• _Supplied text_:
* start *
# Baits



## First Catch (Oct 1, 2007)

What are some good artificials to use during this time of year?


----------



## surfstryker (Sep 28, 2007)

Plastic worm on the bottom slow.


----------



## First Catch (Oct 1, 2007)

Thanks.


----------



## Midnight Rider (Sep 30, 2007)

Johnson's Beatle spin for Crappie.


----------



## RiVerRaT (Dec 14, 2007)

Dynamite and a dip net oke


----------



## patriot10 (Dec 1, 2007)

_I like to use a crank bait fished slow, but with the way the weather has been its up in the air what to use._


----------



## chuckseven (Oct 6, 2007)

I'm not sure for the pan handle but I've been fishing in central Florida since 1981 and here is my expereince fo rdown here..

Jan.-Feb. 15th

Crappie / specks Artificial Hal Fly jig..either jig slowly off the bow of your boat , or drift on the bottom.
* end *
• _Data excerpts_:
* start *
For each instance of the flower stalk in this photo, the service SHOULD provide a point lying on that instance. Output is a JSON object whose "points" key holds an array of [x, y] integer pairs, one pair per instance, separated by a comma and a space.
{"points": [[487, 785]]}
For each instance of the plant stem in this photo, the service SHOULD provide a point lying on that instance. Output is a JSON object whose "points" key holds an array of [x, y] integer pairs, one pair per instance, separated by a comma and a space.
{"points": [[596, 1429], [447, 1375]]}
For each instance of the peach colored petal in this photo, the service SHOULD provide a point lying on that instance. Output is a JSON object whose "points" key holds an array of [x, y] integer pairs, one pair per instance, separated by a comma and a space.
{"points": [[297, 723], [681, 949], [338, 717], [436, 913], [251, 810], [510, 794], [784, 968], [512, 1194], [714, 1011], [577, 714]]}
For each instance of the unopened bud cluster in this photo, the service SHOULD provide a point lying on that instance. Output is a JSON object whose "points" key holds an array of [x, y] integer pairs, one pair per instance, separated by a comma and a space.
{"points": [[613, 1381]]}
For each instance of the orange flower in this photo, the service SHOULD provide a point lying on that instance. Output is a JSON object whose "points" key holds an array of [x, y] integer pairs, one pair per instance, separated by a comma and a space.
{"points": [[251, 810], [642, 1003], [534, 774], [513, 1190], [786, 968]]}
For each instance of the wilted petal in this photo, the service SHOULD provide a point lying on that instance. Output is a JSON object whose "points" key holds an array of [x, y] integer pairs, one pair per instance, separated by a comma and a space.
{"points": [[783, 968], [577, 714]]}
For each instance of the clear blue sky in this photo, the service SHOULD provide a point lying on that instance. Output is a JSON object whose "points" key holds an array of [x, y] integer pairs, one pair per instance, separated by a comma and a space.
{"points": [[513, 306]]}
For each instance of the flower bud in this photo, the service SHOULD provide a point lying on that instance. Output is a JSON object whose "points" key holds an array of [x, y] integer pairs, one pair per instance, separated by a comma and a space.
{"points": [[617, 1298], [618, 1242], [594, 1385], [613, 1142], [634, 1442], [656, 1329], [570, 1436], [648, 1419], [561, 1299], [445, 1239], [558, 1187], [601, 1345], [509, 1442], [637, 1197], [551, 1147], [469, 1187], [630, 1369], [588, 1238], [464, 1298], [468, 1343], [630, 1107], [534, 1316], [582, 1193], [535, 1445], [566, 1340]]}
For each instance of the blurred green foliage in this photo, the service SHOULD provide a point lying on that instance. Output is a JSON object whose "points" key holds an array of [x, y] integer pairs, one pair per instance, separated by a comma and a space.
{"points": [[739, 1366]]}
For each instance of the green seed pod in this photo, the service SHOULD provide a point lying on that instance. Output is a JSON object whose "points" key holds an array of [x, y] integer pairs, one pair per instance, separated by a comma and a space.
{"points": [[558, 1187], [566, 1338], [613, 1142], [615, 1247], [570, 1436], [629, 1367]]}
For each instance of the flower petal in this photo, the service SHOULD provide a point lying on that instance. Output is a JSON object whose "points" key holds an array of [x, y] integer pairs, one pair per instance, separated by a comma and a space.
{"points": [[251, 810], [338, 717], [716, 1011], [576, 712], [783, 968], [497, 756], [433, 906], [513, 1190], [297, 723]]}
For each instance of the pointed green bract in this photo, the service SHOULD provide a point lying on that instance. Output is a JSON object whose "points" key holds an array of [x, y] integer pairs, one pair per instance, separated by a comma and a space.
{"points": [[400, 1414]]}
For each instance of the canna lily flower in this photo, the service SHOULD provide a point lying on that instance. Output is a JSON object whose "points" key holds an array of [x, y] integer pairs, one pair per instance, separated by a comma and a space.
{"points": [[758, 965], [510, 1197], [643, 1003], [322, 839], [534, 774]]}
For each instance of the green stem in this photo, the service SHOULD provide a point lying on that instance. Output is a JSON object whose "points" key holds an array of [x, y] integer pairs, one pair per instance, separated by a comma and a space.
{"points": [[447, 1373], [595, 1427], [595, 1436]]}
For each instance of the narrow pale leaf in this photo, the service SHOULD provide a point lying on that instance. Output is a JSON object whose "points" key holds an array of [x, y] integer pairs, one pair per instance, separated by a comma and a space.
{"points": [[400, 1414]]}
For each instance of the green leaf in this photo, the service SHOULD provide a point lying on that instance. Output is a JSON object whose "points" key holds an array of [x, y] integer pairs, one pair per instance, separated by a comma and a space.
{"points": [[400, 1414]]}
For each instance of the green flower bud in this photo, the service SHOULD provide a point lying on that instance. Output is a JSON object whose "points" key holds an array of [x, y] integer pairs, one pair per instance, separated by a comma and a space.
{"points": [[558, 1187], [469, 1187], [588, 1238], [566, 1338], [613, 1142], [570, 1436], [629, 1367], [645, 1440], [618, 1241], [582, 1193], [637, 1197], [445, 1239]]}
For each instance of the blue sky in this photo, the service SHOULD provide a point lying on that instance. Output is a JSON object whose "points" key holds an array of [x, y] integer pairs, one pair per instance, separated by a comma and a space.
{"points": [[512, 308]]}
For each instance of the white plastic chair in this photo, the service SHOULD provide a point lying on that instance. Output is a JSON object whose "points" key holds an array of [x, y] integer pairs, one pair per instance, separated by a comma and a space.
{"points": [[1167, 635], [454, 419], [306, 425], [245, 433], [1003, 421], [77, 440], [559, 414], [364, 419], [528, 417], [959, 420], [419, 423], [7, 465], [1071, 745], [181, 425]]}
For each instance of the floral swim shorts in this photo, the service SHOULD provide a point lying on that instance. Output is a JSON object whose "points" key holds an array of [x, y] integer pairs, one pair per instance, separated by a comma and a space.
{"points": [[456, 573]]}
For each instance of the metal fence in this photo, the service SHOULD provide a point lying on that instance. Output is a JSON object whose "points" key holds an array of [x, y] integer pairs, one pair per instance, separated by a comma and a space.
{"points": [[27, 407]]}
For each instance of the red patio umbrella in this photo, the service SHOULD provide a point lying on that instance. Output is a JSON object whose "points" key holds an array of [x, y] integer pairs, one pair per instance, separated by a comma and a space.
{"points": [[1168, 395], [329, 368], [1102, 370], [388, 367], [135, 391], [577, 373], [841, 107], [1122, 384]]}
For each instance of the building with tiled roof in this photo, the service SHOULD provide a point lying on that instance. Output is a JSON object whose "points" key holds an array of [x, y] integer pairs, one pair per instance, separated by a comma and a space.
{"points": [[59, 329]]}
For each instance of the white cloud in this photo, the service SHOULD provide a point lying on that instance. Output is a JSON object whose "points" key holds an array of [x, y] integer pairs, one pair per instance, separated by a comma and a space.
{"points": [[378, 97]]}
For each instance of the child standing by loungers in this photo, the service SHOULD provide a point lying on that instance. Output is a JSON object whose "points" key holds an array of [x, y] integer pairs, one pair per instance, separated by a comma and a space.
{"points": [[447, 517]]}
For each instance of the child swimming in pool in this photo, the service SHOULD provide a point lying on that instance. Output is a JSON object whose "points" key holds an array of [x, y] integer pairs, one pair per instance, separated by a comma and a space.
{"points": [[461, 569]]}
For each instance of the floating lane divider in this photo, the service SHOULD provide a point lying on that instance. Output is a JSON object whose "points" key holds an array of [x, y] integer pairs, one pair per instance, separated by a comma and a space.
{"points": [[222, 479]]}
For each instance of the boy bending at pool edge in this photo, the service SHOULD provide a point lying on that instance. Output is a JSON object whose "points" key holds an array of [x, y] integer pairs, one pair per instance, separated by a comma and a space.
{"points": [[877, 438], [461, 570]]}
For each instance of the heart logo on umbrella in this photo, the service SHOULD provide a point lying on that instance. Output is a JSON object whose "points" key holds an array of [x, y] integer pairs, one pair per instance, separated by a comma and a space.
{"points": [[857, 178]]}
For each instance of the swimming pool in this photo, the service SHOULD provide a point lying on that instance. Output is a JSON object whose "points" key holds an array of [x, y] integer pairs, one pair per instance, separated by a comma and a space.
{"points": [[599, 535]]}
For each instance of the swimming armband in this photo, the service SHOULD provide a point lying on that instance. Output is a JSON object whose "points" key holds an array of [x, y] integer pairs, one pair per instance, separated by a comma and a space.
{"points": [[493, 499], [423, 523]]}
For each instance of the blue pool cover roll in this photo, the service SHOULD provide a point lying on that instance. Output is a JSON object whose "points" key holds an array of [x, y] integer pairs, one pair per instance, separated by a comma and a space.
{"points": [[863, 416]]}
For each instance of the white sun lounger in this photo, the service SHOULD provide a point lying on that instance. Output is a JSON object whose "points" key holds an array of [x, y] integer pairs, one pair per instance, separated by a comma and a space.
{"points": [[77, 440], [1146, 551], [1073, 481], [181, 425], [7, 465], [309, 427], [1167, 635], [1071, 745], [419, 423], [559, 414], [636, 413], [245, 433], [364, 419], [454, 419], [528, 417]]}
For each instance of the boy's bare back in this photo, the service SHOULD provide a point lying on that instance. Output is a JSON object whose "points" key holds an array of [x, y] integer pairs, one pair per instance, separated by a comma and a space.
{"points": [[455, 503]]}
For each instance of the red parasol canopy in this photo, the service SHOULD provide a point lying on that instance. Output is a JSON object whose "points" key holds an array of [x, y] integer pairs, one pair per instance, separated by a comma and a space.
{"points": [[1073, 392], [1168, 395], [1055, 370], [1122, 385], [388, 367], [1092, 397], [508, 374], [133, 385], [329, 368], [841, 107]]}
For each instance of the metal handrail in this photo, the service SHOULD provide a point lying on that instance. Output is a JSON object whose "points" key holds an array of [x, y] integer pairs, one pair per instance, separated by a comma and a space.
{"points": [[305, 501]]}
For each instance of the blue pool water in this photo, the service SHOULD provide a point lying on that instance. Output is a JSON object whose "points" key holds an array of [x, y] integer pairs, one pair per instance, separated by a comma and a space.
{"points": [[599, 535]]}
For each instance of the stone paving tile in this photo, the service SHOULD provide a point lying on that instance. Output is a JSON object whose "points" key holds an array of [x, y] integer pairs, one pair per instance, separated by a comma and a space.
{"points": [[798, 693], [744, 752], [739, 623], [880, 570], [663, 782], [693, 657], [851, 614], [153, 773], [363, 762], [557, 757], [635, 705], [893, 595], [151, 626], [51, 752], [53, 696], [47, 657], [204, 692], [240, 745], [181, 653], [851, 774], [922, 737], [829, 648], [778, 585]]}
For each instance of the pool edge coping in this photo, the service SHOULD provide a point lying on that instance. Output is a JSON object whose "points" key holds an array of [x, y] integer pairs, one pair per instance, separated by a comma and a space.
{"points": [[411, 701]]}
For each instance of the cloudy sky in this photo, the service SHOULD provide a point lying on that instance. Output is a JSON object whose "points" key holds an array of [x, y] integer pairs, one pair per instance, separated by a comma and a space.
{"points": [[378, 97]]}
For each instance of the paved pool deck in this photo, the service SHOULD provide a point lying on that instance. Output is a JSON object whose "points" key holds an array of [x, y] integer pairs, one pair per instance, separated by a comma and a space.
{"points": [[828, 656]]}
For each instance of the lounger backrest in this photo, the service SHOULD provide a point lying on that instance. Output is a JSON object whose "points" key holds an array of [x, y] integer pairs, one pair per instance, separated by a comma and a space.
* end *
• _Given problem 1_: In the fishing-bait thread, list each distinct username that posted, without repeats.
• _Given problem 2_: Please continue the fishing-bait thread, writing what comes after its final line.

• _Task answer 1_:
First Catch
surfstryker
Midnight Rider
RiVerRaT
patriot10
chuckseven

• _Task answer 2_:
Live bait...hook minnow through both lips..fish with bobber about 1 -2 feet off th ebottom.

Shellcrackers/ red earred sunfish..fish the bottom with smallest split sho tyou got..1/2 of BB and live red worm

Feb, 15th through April 15th..Bass.

most successful ..live shiner ..2 foot off the bottom

Artificial..Soft rubber worms..pegged Texas rig..flip or pitch in heavy cover..20 pound Power Pro line.

Weeds..white weedless spinner baits or top water

April 15th - June 1st..bluegill ..red worms bottom..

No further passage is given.